What the exercise asks - Copy out all the records below, changing each "SHOULD" to "MUST" and leaving everything else the same.

>> Begin Data provided

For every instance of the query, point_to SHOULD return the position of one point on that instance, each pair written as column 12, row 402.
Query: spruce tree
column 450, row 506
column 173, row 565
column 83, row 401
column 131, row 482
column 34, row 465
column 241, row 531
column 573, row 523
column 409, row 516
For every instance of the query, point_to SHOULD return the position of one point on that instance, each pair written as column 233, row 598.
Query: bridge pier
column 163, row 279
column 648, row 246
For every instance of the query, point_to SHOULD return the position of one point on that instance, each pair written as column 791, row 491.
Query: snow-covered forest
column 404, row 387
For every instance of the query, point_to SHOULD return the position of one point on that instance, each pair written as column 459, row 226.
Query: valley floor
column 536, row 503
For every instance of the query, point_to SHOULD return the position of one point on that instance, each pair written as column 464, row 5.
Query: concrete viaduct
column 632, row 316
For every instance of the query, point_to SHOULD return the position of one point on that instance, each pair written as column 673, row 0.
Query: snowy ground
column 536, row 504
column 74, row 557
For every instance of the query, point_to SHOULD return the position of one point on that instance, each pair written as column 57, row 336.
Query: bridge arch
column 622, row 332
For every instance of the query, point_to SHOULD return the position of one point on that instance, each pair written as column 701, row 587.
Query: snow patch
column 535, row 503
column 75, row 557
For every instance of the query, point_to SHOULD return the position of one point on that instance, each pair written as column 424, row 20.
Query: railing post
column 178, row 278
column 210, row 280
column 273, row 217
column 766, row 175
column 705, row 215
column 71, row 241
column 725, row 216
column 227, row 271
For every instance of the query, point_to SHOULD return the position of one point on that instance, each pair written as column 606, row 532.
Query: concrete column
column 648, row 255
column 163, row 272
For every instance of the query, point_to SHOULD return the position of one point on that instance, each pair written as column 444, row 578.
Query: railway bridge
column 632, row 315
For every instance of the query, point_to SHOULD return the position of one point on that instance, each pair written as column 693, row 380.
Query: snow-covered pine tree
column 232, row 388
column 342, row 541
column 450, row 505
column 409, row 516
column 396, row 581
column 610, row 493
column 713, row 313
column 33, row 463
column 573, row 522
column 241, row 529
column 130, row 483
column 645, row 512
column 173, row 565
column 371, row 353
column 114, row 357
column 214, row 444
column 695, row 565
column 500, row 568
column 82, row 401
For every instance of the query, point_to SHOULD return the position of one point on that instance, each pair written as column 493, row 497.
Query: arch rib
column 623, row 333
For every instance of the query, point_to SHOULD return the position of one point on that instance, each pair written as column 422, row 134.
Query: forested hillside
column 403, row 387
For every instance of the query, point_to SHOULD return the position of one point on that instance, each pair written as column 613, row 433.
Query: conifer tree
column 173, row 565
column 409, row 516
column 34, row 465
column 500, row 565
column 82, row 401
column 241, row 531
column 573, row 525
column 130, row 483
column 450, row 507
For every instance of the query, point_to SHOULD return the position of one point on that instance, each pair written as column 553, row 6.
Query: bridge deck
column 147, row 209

>> End Data provided

Exercise output -
For every instance of the query, point_to MUST return the position of one point on that instance, each pair written as column 12, row 402.
Query: spruce tree
column 450, row 506
column 173, row 565
column 83, row 401
column 131, row 482
column 34, row 465
column 241, row 531
column 573, row 523
column 409, row 516
For every instance of the query, point_to MUST return the position of one point on that instance, each pair written as column 233, row 598.
Query: bridge pier
column 163, row 279
column 648, row 246
For every instance of the query, point_to MUST return the position of one point on that instance, each pair written as column 791, row 491.
Query: snow-covered forest
column 404, row 387
For every instance of the query, point_to MUST return the position of one point on that instance, each pair written as column 459, row 226.
Query: valley floor
column 536, row 503
For every instance of the query, point_to MUST return the position of one point on that instance, each pair written as column 464, row 5.
Query: concrete viaduct
column 632, row 316
For every instance of the query, point_to MUST return the position of one point on that instance, each pair written as column 673, row 0.
Query: snowy ground
column 536, row 504
column 74, row 557
For every instance of the query, point_to MUST return the position of one point on that instance, each pair written as column 57, row 336.
Query: bridge arch
column 622, row 332
For every instance of the query, point_to MUST return the position of one point on that instance, each pair written as column 701, row 587.
Query: snow patch
column 535, row 503
column 75, row 557
For every instance of the query, point_to MUST return the position of one point on that instance, each pair written as column 424, row 20.
Query: railing post
column 178, row 278
column 210, row 280
column 273, row 217
column 766, row 175
column 705, row 215
column 71, row 241
column 725, row 216
column 227, row 271
For every instance of the query, point_to MUST return the position of one point on that instance, each pair written as column 606, row 532.
Query: concrete column
column 648, row 255
column 163, row 272
For every instance of the query, point_to MUST return the position of one point on that instance, each pair written as column 444, row 578.
Query: railway bridge
column 632, row 315
For every instance of the query, point_to MUST return the position of one point on that instance, each pair written as column 693, row 380.
Query: snow-covered pine tree
column 232, row 388
column 342, row 541
column 450, row 505
column 409, row 516
column 396, row 581
column 610, row 493
column 713, row 313
column 33, row 463
column 573, row 522
column 241, row 529
column 130, row 483
column 645, row 512
column 173, row 565
column 371, row 353
column 114, row 357
column 214, row 444
column 695, row 565
column 500, row 568
column 82, row 401
For every instance of the query, point_to MUST return the position of one point on that instance, each pair written as column 493, row 497.
Query: arch rib
column 623, row 333
For every instance of the query, point_to MUST return the position of one point on that instance, each pair written as column 422, row 134.
Query: forested hillside
column 403, row 387
For every instance of the query, point_to MUST return the position of one point on that instance, each pair written as column 613, row 433.
Query: conifer tree
column 173, row 565
column 409, row 516
column 34, row 465
column 500, row 565
column 82, row 401
column 241, row 531
column 573, row 525
column 130, row 483
column 450, row 507
For every instance of the query, point_to MUST return the position of one point on that instance, each pair written as column 553, row 6.
Query: bridge deck
column 147, row 209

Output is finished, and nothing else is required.